(Beginning of Supplied passage)

Working with Martin Head-Gordon, we have created the first validated, accurate molecular model of the central steps that govern the rates of crucial dissolution/deposition reactions broadly relevant across energy and corrosion sciences. The team developed an experimental model system that to precisely measure and quantify the kinetics of fundamental ion-transfer processes that contribute to the degradation of catalysts and electrodes used in electrochemical energy systems. Concurrently, they constructed a quantum-mechanical computer model of the system to yield the energy profiles and provide physical insights into the effects of electric bias and field on the reaction barriers and the atomic-scale structures involved in the reaction. Together, the project elucidates how solvents and electrons influence the energy states and molecular structures involved in the creation of a charged ion on the surface of a metal during dissolution. This understanding provides crucial insights into corrosion processes that could impact infrastructure investments. Moreover, it leads to new perspectives on improving the durability of photochemical fuel generators, fuel cells to generate power, electrolyzers for hydrogen and carbon fuels production, and the electrochemical refining of metals. The team is expanding the approach to more-complex systems and to create a general molecular theory to describe the “birth and death” of ions at electrochemical interfaces.
https://pubs.rsc.org/en/content/articlelanding/2024/sc/d3sc05791g
Non-technical summary:
A project led by Shannon Boettcher, senior faculty scientist in Berkeley Lab’s Energy Storage & Distributed Resources Division, and Martin Head-Gordon, senior faculty scientist in Berkeley Lab’s Chemical Sciences Division, has created the first validated, accurate molecular model that describes the rates at which ions are created or consumed at the interface between a solid and a liquid. Ions are atoms or molecules that carry an excess or deficit of electrons and thus a charge. Ions – like those present in solution of salt water – are the species that carry electrical current in solutions. When a material rusts and dissolves, ions are created. When metals are plated from solution, for example to create semiconductor chips, ions are consumed. When an ion is in solution it is made more stable by forming chemical bonds to molecules making up the solution, for example water molecules. When the ion is created from a metal surface, these bond to the solvent are formed, but the sequence of molecular events and the resulting barriers that control how fast the ions can be formed (or consumed) was previously unknown prior to this new collaborative study that combined careful experiments with leading edge computation. The team is expanding the approach to complex systems create a general theory that is of importance broadly to electrochemical technology in renewable liquid fuel synthesis, batteries, and controlling corrosion processes.

(End of Supplied passage)

Answer from the passage on ion creation at electrochemical interfaces:
(a) What kind of computer model did the team construct alongside the experimental model system?
(b) In which Berkeley Lab division is Shannon Boettcher a senior faculty scientist?
(c) What happens to ions when metals are plated from solution?
The data that come next are not needed here.

(Beginning of Excerpted records)

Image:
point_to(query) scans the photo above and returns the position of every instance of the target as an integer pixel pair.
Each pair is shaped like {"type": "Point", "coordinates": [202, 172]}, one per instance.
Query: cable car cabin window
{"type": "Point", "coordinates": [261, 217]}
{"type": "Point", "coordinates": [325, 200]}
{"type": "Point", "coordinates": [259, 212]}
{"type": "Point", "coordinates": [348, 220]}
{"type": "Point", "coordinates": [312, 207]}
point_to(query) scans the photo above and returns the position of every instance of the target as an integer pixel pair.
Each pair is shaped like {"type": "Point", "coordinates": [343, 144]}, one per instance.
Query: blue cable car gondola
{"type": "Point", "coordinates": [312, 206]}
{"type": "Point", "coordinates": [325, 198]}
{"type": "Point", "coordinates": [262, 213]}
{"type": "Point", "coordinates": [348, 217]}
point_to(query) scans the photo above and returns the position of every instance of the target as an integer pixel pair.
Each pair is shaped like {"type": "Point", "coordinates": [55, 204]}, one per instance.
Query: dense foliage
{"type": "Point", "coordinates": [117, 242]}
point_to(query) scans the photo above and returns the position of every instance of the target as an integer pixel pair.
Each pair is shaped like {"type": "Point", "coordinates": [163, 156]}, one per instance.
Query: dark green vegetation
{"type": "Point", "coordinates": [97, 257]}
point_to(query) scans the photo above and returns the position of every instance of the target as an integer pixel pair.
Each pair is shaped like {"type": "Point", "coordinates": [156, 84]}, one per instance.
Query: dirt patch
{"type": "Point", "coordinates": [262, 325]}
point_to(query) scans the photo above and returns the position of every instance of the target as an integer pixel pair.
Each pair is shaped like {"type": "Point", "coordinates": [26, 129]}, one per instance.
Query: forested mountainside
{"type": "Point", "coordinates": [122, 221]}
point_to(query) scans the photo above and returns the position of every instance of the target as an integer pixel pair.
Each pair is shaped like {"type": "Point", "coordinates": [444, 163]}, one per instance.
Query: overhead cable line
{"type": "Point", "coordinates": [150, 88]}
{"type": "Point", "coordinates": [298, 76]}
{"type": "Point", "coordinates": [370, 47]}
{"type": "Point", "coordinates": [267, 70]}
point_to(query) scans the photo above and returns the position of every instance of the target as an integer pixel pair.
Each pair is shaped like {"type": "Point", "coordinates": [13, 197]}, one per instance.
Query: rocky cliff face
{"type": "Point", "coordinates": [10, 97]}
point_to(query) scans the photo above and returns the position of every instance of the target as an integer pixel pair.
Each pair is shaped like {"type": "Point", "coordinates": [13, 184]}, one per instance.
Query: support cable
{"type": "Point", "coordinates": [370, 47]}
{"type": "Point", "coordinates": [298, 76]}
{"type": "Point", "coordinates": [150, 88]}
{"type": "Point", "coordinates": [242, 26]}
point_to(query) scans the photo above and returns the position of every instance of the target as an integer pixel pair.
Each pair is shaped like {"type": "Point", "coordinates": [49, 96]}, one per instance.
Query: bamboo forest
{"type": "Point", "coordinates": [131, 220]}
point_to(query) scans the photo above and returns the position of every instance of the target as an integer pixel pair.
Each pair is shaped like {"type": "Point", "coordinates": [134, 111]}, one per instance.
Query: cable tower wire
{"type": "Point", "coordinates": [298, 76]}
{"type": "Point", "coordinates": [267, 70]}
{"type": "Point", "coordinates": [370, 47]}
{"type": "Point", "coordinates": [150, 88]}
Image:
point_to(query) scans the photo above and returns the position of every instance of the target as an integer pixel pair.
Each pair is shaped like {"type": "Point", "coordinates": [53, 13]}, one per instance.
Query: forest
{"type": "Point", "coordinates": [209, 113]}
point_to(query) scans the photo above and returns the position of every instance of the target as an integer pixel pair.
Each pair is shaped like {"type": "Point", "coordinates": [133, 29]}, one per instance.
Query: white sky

(End of Excerpted records)

__Result of this task__.
(a) A quantum-mechanical computer model.
(b) The Energy Storage & Distributed Resources Division.
(c) They are consumed.